* **What you are asked to do**: Repeat each entry exactly; omit all pictures.

* **Data records**:
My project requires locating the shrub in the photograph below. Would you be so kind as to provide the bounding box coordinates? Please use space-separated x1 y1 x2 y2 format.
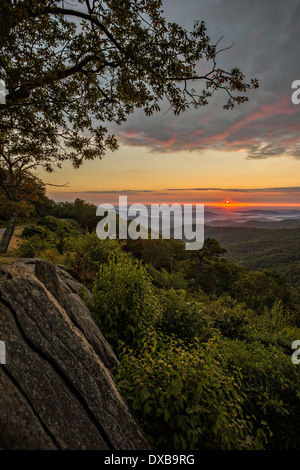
22 225 48 239
17 234 60 262
37 215 73 234
157 288 212 344
256 300 295 333
147 265 189 291
204 296 251 339
116 334 258 450
91 255 162 350
243 300 299 354
64 232 125 285
221 338 300 450
231 270 294 314
21 216 79 255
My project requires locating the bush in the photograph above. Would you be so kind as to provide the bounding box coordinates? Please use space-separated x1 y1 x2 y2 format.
204 296 251 339
116 334 258 450
37 215 73 234
17 234 60 262
64 232 125 286
22 225 48 239
91 255 162 350
21 216 80 255
221 338 300 450
255 300 295 333
147 265 189 291
243 300 299 354
157 288 212 344
231 270 294 314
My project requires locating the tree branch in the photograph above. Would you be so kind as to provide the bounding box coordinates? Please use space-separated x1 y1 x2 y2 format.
42 6 127 56
44 182 69 187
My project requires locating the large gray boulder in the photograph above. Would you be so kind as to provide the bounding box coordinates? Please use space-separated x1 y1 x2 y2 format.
0 259 149 450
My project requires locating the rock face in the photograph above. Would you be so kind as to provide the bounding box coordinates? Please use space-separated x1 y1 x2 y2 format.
0 258 149 450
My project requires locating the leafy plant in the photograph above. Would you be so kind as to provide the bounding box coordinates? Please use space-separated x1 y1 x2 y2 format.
204 296 251 339
65 232 125 286
157 288 211 344
221 338 300 450
117 334 257 450
91 255 162 350
17 234 60 262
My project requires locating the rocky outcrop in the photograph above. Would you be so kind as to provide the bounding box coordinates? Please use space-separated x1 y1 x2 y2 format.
0 259 149 450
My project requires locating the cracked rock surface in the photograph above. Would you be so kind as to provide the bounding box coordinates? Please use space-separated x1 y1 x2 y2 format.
0 259 149 450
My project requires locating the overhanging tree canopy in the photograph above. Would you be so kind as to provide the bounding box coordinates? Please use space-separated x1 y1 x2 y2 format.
0 0 258 252
0 0 258 170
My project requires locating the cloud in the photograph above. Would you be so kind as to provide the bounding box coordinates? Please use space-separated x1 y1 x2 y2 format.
246 143 300 160
63 187 300 195
72 189 155 194
166 187 300 194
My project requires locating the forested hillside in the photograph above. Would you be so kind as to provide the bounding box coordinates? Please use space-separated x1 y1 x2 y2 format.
206 226 300 288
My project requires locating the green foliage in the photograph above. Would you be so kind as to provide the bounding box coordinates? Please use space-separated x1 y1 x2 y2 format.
204 296 251 339
116 334 257 450
231 269 294 313
126 239 187 271
91 255 162 350
65 231 125 286
37 215 72 233
50 199 100 232
13 211 300 450
23 216 76 239
187 238 227 294
157 288 211 344
255 301 295 333
33 194 57 219
206 226 300 289
221 338 300 450
148 265 189 291
17 234 60 263
243 301 299 354
22 225 48 239
19 216 79 257
124 235 297 317
88 242 300 450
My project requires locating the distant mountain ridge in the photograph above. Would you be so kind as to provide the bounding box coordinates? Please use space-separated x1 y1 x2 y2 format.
206 219 300 229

* **Task result**:
My project requires locating the shrub in the photograph below. Would you be so kind as to provide the bounding box coordinates? Please use space-separated x1 y1 x2 y2 format.
22 225 48 239
17 234 60 262
37 215 73 234
157 288 212 344
256 300 295 333
147 265 189 291
204 296 251 339
116 334 258 450
91 255 162 350
243 300 299 354
64 232 125 285
221 338 300 450
231 270 294 314
21 216 79 255
My project requires locating the bush in the photograph above. Would you be so kind as to provide the bounding box coordinates? Please use space-separated x1 y1 x2 y2 format.
204 296 251 339
116 334 258 450
37 215 73 234
17 234 60 262
64 232 125 286
22 225 48 239
91 255 162 350
21 216 80 255
221 338 300 450
255 300 295 333
147 265 189 291
243 300 299 354
157 288 212 344
231 270 294 314
My project requires locating the tree branch in the photograph above. Would you be so kind as to provide the bounding box coordinates? Please use space-separated x1 y1 x2 y2 format.
42 6 127 56
44 182 69 187
My project requires locating the large gray boulder in the photograph above. Would you be so kind as to provide the bounding box coordinates? Please use space-separated x1 y1 x2 y2 format.
0 259 149 450
My project requires locating the rock face in the photograph above. Would you be so kind as to provide the bounding box coordinates? Please use space-separated x1 y1 x2 y2 format.
0 258 149 450
My project requires locating the leafy plant in the photograph above. Would you be so kind as to provide the bounding box coordinates? Please use space-separated x1 y1 x2 y2 format.
204 296 251 339
65 232 125 286
157 288 211 344
221 338 300 450
117 334 257 450
91 255 162 350
17 234 60 262
My project requires locating the rocky outcrop in the photograph above. Would you be so kind as to provide the bounding box coordinates? Please use space-separated x1 y1 x2 y2 format.
0 259 149 450
My project requires locating the cracked rock surface in the photograph above. Would you be so kind as to provide the bounding box coordinates? Please use space-separated x1 y1 x2 y2 format.
0 259 149 450
My project requires locating the overhanging tree canopy in the photograph above. Would you be so kind as to provide the bounding box coordinates? Please use space-separated x1 y1 x2 y2 format.
0 0 258 252
0 0 258 170
My project requires locating the cloud in the photograph above. Would you be so kind as to provide the bounding box coordinates? Please use space-separated x1 y1 x2 y2 format.
246 143 300 160
63 187 300 195
72 189 155 194
166 187 300 194
My project requires locating the forested hillside in the photograph above. Would you be so kind as to provide the bounding box coordinates? Please use space-separated x1 y1 x2 y2 format.
206 226 300 288
My project requires locating the green foliage in the photograph above. Would you be so kind as to provide the bounding box coordinates? Please use space-separated x1 y1 x2 y2 format.
204 296 251 339
116 334 257 450
231 269 294 313
126 239 187 271
91 255 162 350
65 231 125 286
37 215 72 233
50 199 100 232
13 211 300 450
23 216 76 239
187 238 227 294
157 288 211 344
255 301 295 333
33 194 57 219
206 226 300 289
221 338 300 450
148 265 189 291
17 234 60 263
243 301 299 354
22 225 48 239
19 216 79 257
124 235 297 317
88 242 300 450
My project requires locating the distant mountain ridge in the photograph above. Would you be so kind as to provide the bounding box coordinates? Please use space-separated x1 y1 x2 y2 format.
206 219 300 229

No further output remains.